Task instructions
Scale the material starting at the line containing "apricot in this workspace image." and continuing through the end of the material, repeating all of those lines, requests included, but multiplying every bounding-box coordinate in the answers by 0.7 and rounding to whole numbers with halves rounded up.

Listed records
....
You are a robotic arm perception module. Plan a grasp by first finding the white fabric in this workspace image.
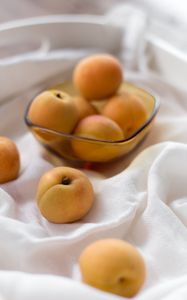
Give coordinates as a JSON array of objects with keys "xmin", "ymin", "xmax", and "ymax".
[{"xmin": 0, "ymin": 4, "xmax": 187, "ymax": 300}]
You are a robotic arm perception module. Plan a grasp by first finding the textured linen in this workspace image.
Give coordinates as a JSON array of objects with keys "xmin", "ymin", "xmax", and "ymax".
[{"xmin": 0, "ymin": 2, "xmax": 187, "ymax": 300}]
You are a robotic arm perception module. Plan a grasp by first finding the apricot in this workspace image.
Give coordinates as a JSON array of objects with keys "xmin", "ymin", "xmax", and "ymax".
[
  {"xmin": 73, "ymin": 54, "xmax": 123, "ymax": 100},
  {"xmin": 74, "ymin": 96, "xmax": 98, "ymax": 120},
  {"xmin": 79, "ymin": 239, "xmax": 145, "ymax": 297},
  {"xmin": 28, "ymin": 90, "xmax": 79, "ymax": 133},
  {"xmin": 36, "ymin": 167, "xmax": 94, "ymax": 224},
  {"xmin": 0, "ymin": 136, "xmax": 20, "ymax": 183},
  {"xmin": 72, "ymin": 115, "xmax": 124, "ymax": 161},
  {"xmin": 102, "ymin": 93, "xmax": 147, "ymax": 138}
]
....
Finished exercise
You are a robotic arm perception module. Plan a grasp by first finding the apricot in this workspace image.
Give coordinates as a JSON array of objects with keys "xmin", "ymin", "xmax", and "ymax".
[
  {"xmin": 51, "ymin": 38, "xmax": 86, "ymax": 70},
  {"xmin": 52, "ymin": 67, "xmax": 69, "ymax": 84},
  {"xmin": 55, "ymin": 167, "xmax": 102, "ymax": 208},
  {"xmin": 20, "ymin": 63, "xmax": 55, "ymax": 93},
  {"xmin": 25, "ymin": 117, "xmax": 66, "ymax": 157},
  {"xmin": 0, "ymin": 95, "xmax": 14, "ymax": 128},
  {"xmin": 50, "ymin": 81, "xmax": 87, "ymax": 113},
  {"xmin": 71, "ymin": 65, "xmax": 103, "ymax": 97}
]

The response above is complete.